**Prompt A:** Show every line of the records below that contains the word "leaf", copying each such line in full. Case counts when matching.

**Excerpt to read:**

· · · ·

[dev.icinga.com #2178] Very long database query time for Servicegroups cronk #616
Comments
Updated by ralfk on 2011-12-12 13:54:09 +00:00 Even though I close the "Loading" Servicegroups cronk the associated MySQL queries are still active and need to be manually killed using e.g. mysqladmin. That's bad. Isn't there a method to kill the database session/process when the hanging cronk is closed? |
Updated by mhein on 2012-01-20 11:37:37 +00:00
|
Updated by mhein on 2012-02-10 09:23:14 +00:00
|
Updated by jmosshammer on 2012-02-21 12:31:52 +00:00
Hi, can you try to add those indexes to your database and tell me if the problem is solved afterwards?: CREATE INDEX idx_all on icinga_servicegroups (servicegroup_id,instance_id,servicegroup_object_id,config_type,alias); |
Updated by ralfk on 2012-02-23 12:55:08 +00:00 I implemented the indexes, but unfortunately it did not improve it. Same behavior as before. Maybe the 2nd table icinga_servicegroup_members with 3006 rows would be a candidate to be significantly improved by indexing. The other two tables have only 48 and 346 rows. |
Updated by jmosshammer on 2012-02-23 13:22:16 +00:00
Thx for testing!

· · · ·

**Prompt B:** Transcribe the whole thread above about the slow Servicegroups cronk query, character for character.

**Given entries:**
· · · ·

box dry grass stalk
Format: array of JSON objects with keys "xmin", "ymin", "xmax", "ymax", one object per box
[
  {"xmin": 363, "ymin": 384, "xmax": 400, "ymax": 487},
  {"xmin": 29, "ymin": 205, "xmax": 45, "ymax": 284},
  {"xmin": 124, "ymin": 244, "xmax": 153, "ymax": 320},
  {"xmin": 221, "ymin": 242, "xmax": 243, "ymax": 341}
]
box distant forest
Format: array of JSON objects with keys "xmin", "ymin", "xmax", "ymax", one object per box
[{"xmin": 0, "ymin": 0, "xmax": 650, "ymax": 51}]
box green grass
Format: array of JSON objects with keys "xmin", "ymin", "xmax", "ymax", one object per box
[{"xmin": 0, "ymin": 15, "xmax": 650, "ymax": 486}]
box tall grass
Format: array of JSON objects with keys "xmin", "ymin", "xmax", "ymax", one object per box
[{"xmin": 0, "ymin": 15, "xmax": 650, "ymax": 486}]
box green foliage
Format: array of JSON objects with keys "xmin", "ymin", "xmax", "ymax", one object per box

· · · ·

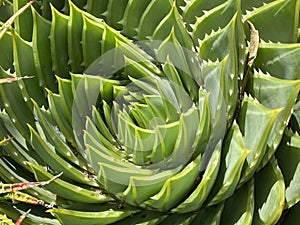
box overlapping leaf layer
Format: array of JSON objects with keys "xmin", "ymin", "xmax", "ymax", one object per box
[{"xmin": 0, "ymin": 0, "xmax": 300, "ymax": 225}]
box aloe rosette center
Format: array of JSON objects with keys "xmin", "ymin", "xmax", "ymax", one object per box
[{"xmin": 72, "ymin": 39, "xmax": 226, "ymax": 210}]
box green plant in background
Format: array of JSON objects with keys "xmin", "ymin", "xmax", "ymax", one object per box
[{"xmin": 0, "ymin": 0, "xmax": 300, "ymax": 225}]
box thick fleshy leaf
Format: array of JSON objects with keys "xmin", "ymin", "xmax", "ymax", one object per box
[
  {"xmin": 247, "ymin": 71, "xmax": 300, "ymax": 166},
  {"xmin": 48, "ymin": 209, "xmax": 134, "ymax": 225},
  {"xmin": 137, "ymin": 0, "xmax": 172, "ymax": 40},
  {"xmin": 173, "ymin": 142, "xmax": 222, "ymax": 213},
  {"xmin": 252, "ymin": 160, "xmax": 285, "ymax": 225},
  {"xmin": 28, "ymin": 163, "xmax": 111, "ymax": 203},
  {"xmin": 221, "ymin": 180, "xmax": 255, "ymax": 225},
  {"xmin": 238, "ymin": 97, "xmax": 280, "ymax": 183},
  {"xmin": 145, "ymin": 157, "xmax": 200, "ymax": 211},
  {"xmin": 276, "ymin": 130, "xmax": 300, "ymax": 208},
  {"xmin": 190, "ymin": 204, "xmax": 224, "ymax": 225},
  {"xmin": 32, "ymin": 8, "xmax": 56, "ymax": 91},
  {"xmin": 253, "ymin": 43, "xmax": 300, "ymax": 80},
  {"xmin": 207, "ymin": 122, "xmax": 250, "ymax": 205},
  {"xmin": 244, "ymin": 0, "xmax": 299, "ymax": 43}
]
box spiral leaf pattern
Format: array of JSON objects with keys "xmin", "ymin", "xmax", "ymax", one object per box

· · · ·

**Solution A:**
box overlapping leaf layer
box thick fleshy leaf
box spiral leaf pattern

**Solution B:**
[dev.icinga.com #2178] Very long database query time for Servicegroups cronk #616
Comments
Updated by ralfk on 2011-12-12 13:54:09 +00:00 Even though I close the "Loading" Servicegroups cronk the associated MySQL queries are still active and need to be manually killed using e.g. mysqladmin. That's bad. Isn't there a method to kill the database session/process when the hanging cronk is closed? |
Updated by mhein on 2012-01-20 11:37:37 +00:00
|
Updated by mhein on 2012-02-10 09:23:14 +00:00
|
Updated by jmosshammer on 2012-02-21 12:31:52 +00:00
Hi, can you try to add those indexes to your database and tell me if the problem is solved afterwards?: CREATE INDEX idx_all on icinga_servicegroups (servicegroup_id,instance_id,servicegroup_object_id,config_type,alias); |
Updated by ralfk on 2012-02-23 12:55:08 +00:00 I implemented the indexes, but unfortunately it did not improve it. Same behavior as before. Maybe the 2nd table icinga_servicegroup_members with 3006 rows would be a candidate to be significantly improved by indexing. The other two tables have only 48 and 346 rows. |
Updated by jmosshammer on 2012-02-23 13:22:16 +00:00
Thx for testing!